» **Extract provided**:

For decades, science posited that a single population crossed the iced-over Bering Strait around 15,000 years ago and gradually colonized the Americas, from north to south.

That story is beginning to get a bit more complicated – and a bit more diverse, according to a new study in the journal Nature published today.

Genetic data showed that there were compelling similarities between a few Native American groups in Brazil and indigenous groups in Australia, New Guinea and the Andaman Islands, according to the team from Harvard Medical School.

Those similarities should not have been there. They bucked the single “founding population” model of the colonization of Americas, the Harvard team said.

“That was an unexpected and somewhat confusing result,” said David Reich, Harvard professor of genetics and senior author of the study. “There’s a strong working model in archaeology and genetics, of which I have been a proponent, that most Native Americans today extend from a single pulse of expansion south of the ice sheets – and that’s wrong. We missed something very important in the original data.”

The Amazonian populations of the Surui, Karitiana, and Xavante had a genetic ancestor more closely related to Australasian natives, as noticed by Pontus Skoglund, the first author of the paper and a postdoctoral researcher with Reich.

The mysterious ancestor has been named Population Y, short for the Tupi word for ancestor, “Ypykuera,” according to the Harvard team. The ancestor doesn’t appear to have left genetic traces in other Native American groups across South, Central or North America – and doesn’t appear to exist back across the Pacific, either.

“We’re done a lot of sampling in East Asia and nobody looks like this,” Skoglund said. “It’s an unknown group that doesn’t exist anymore.”

“We spent a really long time trying to make this result go away and it just got stronger,” added Reich.

Reich and his team of researchers have also found other wrinkles in the single-population-colonization theory in recent years. In 2012, they published findings that indigenous populations of northern Canada came to the Western hemisphere in at least two subsequent waves of travel.

The vast majority of Native Americans genetic information has so far showed connection to the migration across the Bering Strait, including prehistoric remains like that of the 9,000-year-old Kennewick Man, recently proven to have Native American genetic lineage.

» **Required action A**: According to the passage on Native American genetic ancestry, which three Amazonian populations had a genetic ancestor more closely related to Australasian natives?
» **Required action B**: Copy the stretch of the passage on Native American genetic ancestry from "Genetic data showed" through "Harvard team said." without any changes.

» **Given information**:

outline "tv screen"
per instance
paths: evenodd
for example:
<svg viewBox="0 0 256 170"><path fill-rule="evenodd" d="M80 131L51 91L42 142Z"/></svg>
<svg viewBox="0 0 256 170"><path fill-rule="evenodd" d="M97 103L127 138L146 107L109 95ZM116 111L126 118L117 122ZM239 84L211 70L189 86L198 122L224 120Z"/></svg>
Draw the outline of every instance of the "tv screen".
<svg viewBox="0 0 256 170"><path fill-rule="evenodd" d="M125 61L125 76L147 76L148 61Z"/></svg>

» **Answer space A**: The Surui, Karitiana, and Xavante.

» **Answer space B**:
Genetic data showed that there were compelling similarities between a few Native American groups in Brazil and indigenous groups in Australia, New Guinea and the Andaman Islands, according to the team from Harvard Medical School.

Those similarities should not have been there. They bucked the single “founding population” model of the colonization of Americas, the Harvard team said.